START Data excerpts

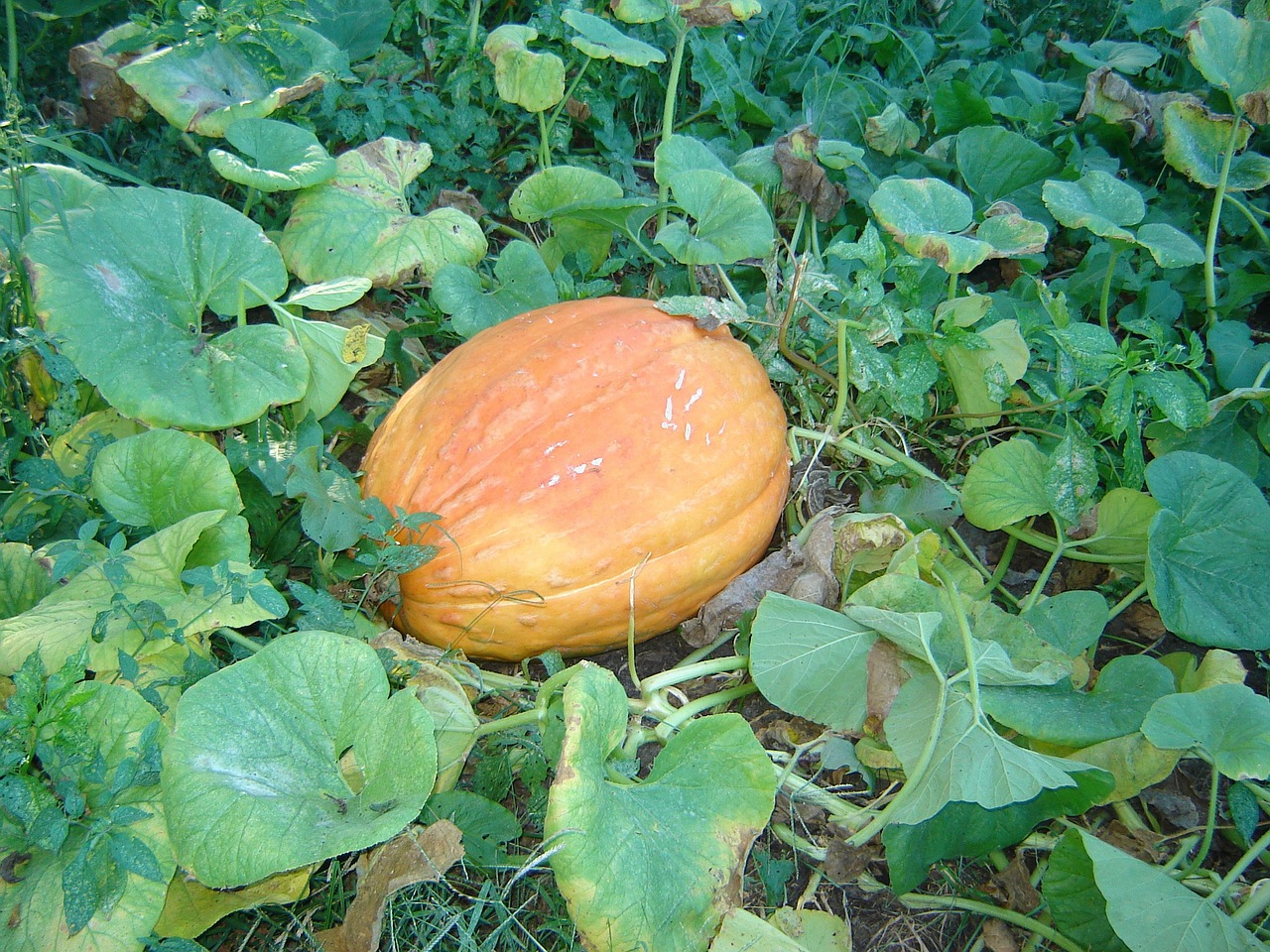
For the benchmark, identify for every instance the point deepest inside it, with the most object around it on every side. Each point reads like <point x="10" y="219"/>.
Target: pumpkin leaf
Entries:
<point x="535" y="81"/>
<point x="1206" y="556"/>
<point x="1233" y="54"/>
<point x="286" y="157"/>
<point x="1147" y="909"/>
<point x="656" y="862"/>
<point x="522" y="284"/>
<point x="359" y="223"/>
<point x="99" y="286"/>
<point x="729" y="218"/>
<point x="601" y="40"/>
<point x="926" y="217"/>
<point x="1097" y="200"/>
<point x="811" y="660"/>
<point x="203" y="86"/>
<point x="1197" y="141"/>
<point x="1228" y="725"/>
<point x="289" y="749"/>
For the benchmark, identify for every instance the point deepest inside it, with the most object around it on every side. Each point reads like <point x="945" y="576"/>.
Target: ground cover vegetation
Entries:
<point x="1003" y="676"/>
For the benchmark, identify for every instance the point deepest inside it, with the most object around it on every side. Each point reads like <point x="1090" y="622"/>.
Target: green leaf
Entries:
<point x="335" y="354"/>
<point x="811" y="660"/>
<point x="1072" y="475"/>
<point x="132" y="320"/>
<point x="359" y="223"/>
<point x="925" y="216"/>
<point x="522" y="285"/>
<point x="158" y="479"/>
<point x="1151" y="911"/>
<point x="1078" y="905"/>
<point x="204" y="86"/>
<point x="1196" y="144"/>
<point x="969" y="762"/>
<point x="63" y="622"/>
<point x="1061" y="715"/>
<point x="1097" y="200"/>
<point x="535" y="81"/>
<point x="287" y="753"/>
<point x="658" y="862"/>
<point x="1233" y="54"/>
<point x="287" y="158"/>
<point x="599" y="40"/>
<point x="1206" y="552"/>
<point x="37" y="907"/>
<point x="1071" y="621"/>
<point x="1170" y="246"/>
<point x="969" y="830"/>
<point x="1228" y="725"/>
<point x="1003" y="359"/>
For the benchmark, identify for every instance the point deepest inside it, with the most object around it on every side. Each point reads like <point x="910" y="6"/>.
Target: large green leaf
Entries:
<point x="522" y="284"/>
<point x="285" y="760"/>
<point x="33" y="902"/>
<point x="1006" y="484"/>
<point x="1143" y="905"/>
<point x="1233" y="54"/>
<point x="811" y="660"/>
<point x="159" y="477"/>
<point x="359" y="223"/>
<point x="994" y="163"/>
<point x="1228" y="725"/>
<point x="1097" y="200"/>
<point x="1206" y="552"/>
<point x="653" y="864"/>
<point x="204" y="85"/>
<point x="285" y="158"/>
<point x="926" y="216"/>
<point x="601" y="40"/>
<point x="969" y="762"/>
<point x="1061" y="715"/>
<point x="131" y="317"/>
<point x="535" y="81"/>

END Data excerpts
START Data excerpts

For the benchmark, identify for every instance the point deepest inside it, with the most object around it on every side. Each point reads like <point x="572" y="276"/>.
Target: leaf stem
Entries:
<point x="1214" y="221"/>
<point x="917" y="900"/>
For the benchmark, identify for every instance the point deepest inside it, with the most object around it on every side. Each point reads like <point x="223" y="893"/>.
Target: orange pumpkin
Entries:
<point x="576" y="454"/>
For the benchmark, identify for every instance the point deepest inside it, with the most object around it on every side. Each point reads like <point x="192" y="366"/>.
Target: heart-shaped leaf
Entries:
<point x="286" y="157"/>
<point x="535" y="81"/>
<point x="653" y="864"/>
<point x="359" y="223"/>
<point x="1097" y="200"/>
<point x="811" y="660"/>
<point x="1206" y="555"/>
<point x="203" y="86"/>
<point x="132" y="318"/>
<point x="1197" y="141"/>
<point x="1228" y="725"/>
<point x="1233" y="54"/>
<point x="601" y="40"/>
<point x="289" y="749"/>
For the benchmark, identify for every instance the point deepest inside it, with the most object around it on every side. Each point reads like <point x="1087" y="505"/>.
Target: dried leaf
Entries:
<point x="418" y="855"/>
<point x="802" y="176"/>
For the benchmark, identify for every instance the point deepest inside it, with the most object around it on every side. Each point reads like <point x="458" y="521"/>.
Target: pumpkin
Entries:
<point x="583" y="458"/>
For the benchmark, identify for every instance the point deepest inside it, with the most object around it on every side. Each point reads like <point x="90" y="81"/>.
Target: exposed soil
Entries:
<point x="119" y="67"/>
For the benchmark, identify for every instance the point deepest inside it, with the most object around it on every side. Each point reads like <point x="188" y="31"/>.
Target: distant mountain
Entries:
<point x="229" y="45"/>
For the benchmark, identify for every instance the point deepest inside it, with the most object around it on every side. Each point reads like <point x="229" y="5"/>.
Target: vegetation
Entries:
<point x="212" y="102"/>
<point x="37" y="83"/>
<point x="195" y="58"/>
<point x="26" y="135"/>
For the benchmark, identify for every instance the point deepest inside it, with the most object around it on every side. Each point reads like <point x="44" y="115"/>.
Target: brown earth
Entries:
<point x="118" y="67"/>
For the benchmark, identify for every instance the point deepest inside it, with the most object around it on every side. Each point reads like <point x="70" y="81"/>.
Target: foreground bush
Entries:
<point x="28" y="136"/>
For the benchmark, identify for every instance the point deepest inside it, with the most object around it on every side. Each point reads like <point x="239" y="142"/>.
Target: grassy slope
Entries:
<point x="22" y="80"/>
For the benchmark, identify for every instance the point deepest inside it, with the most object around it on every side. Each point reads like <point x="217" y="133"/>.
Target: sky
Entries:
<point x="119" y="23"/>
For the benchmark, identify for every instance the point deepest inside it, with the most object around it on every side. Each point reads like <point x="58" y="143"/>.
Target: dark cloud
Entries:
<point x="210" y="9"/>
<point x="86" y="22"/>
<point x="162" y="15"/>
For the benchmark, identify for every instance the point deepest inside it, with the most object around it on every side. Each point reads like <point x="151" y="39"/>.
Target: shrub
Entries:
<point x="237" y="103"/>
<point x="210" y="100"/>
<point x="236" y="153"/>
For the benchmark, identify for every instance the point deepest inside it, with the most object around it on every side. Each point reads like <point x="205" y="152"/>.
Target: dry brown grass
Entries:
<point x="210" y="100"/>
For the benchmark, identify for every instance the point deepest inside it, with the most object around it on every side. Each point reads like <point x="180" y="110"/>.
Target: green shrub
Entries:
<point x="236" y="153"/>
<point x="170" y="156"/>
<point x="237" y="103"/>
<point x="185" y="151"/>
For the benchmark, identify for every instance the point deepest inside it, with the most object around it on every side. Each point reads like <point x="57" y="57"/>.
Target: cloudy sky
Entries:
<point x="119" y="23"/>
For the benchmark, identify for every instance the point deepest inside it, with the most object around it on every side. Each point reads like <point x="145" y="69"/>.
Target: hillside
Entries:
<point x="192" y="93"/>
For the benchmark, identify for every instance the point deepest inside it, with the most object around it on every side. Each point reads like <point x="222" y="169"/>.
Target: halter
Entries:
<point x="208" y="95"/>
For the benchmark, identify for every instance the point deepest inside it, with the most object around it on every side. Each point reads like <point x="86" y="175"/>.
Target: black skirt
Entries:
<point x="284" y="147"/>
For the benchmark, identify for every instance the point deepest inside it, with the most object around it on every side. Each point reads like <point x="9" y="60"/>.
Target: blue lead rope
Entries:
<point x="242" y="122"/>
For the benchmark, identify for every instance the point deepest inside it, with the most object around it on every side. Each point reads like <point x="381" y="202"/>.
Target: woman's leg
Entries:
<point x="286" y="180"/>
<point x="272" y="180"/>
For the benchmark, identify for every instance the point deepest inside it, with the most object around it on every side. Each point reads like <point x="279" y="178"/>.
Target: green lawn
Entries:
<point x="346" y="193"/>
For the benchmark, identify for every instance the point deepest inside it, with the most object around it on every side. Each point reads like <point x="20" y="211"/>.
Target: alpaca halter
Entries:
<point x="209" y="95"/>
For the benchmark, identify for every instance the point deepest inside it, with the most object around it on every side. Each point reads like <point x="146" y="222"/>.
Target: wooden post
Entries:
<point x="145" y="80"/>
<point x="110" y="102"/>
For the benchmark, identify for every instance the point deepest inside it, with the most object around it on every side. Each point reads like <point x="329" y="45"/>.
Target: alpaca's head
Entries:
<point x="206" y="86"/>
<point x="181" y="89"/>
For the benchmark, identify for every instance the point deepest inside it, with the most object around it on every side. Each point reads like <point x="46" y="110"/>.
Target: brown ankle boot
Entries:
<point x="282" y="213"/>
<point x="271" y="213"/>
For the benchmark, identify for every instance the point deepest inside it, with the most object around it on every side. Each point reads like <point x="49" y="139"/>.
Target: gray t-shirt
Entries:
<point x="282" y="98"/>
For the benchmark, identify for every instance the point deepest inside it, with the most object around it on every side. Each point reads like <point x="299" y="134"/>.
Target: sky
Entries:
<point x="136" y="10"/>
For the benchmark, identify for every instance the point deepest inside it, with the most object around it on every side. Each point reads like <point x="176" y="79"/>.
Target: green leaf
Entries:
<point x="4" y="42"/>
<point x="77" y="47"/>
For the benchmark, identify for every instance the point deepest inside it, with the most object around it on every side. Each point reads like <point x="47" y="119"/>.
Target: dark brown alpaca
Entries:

END Data excerpts

• [Exercise objective]: Return each line from the records above that contains the word "green", with no other lines.

• [Task output]:
Target: green leaf
Target: large green leaf
Target: green shrub
Target: green lawn
Target: green leaf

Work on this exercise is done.